> [Brief] List every line of the items below that contains the string "left", copying each line in full.

> [Source material]

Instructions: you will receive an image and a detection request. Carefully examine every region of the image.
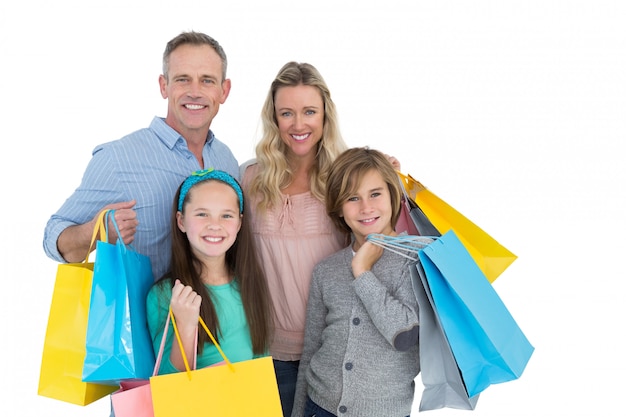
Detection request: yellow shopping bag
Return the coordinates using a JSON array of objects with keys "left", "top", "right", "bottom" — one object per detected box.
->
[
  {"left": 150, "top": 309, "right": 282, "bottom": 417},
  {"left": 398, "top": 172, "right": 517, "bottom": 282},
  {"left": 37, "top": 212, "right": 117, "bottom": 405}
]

---

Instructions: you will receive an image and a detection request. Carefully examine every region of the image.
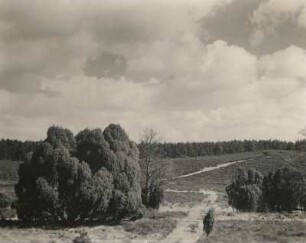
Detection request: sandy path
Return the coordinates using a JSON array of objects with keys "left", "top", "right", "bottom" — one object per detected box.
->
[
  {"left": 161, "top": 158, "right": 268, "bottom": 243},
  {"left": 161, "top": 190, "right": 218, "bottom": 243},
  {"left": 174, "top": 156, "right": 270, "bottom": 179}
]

> [Task result]
Return the coordinates using a JSON array of objects with keys "left", "top", "right", "bottom" — one object per detected box.
  {"left": 150, "top": 309, "right": 282, "bottom": 417},
  {"left": 398, "top": 172, "right": 517, "bottom": 282},
  {"left": 37, "top": 212, "right": 117, "bottom": 405}
Return the coordinates using a JSON array of objects with keys "left", "top", "right", "bottom" — one object per detected box.
  {"left": 161, "top": 158, "right": 268, "bottom": 243},
  {"left": 161, "top": 190, "right": 218, "bottom": 243},
  {"left": 174, "top": 156, "right": 270, "bottom": 179}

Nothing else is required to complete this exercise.